• Prompt 1
Reproduce word for word the passage of the junior doctors' rest-break article that runs from "Junior doctors have" up to and including "for the time.".
• Prompt 2
Write the next part of the junior doctors' rest-break article, picking up after its final sentence.

• Text shown
----
Junior doctors have won a court case against a hospital trust over rest breaks which could have far-reaching implications for the NHS.
The 21 doctors said Derby Hospitals NHS Foundation Trust failed to make sure they either took proper breaks or were paid extra for working.
Lord Justice Bean said the trust's method of calculating breaks was "irrational" and a breach of contract.
It is estimated the trainees could be owed £250,000 in unpaid salary.
At the Court of Appeal, Lord Justice Bean said the wider cost to the NHS is "potentially substantial".
Lawyers for Health Secretary Matt Hancock previously told the court the financial implications of the appeal succeeding would be "considerable".
Junior doctors across the NHS should get a 30-minute break every four hours they work or be paid double for the time.
Lord Justice Bean said Derby Hospitals' method was flawed because it used data from advance rotas and not from actual recordings of shift patterns.
Giving the ruling he said: "The defendant's method of calculation is both in breach of the contract on its proper interpretation and also irrational."
----
• Given entries
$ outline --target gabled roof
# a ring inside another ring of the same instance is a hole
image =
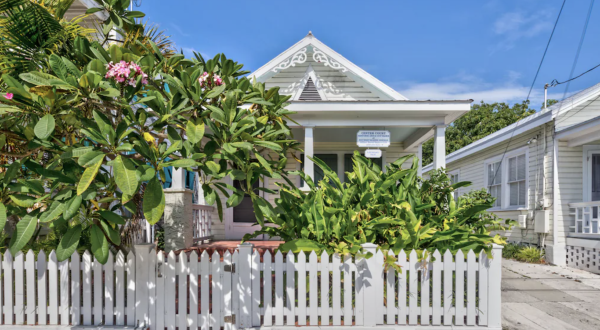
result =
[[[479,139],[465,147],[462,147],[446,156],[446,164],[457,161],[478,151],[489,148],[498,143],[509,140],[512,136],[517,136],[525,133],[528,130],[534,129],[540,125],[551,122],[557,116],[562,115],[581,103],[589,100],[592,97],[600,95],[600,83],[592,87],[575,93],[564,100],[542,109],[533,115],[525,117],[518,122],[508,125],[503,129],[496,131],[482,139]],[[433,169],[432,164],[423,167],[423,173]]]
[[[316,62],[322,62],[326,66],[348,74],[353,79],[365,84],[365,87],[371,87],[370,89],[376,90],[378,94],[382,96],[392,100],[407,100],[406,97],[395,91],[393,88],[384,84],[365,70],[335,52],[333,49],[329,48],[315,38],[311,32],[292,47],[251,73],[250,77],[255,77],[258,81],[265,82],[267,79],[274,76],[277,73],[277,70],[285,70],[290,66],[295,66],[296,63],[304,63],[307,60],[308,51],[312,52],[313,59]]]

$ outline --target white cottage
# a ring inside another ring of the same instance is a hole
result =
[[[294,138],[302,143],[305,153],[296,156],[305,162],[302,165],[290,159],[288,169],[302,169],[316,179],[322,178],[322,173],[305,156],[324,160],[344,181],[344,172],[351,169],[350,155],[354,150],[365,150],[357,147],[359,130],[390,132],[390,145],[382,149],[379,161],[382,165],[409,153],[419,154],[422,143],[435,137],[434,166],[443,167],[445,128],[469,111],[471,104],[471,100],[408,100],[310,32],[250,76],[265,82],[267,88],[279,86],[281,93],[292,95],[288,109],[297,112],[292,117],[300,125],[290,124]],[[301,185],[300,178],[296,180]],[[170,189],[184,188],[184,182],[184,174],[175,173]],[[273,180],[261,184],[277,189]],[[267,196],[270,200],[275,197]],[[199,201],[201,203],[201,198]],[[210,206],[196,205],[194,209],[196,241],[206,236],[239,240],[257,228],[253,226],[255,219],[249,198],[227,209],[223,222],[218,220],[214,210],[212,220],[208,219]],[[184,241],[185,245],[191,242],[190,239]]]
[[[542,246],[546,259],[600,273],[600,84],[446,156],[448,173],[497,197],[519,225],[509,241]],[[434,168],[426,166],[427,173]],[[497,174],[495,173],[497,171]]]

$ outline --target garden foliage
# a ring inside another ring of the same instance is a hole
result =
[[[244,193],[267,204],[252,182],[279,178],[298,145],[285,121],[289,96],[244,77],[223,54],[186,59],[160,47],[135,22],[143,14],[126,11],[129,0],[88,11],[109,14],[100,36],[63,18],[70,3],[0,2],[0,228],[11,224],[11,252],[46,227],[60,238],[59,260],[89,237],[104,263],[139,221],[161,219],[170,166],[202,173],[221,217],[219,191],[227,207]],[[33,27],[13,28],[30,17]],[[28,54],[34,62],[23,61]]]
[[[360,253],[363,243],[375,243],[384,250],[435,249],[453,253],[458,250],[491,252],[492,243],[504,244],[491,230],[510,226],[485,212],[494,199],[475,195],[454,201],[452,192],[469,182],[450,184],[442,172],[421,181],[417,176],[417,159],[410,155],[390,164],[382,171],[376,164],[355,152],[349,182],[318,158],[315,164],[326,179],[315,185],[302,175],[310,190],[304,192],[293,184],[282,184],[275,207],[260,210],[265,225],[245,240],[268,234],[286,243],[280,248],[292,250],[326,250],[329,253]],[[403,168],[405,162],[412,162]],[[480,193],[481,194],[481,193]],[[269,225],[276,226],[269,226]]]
----
• Answer space 1
Junior doctors have won a court case against a hospital trust over rest breaks which could have far-reaching implications for the NHS.
The 21 doctors said Derby Hospitals NHS Foundation Trust failed to make sure they either took proper breaks or were paid extra for working.
Lord Justice Bean said the trust's method of calculating breaks was "irrational" and a breach of contract.
It is estimated the trainees could be owed £250,000 in unpaid salary.
At the Court of Appeal, Lord Justice Bean said the wider cost to the NHS is "potentially substantial".
Lawyers for Health Secretary Matt Hancock previously told the court the financial implications of the appeal succeeding would be "considerable".
Junior doctors across the NHS should get a 30-minute break every four hours they work or be paid double for the time.

• Answer space 2
Dr Sarah Hallett, who trained at the Royal Derby Hospital for eight months with 20 other junior doctors in 2013, led the appeal after she lost a High Court challenge last April.
She tweeted the ruling was a "bittersweet victory".
Over 4 years after starting to look into my case, this is something of a bittersweet victory today. It should not have needed to escalate to this level to confirm the importance of accurately assessing if junior doctors are getting breaks. https://t.co/RpJU6sy2Lb— Sarah Hallett (@DrSarahHal) July 30, 2019
The British Medical Association, which backed the appeal, said the judgement was a "significant victory".
It added: "In overturning last year's ruling, the Court of Appeal has established a binding precedent in England and Wales."
A Department of Health said it was "disappointed" and will support Derby Hospitals' next steps.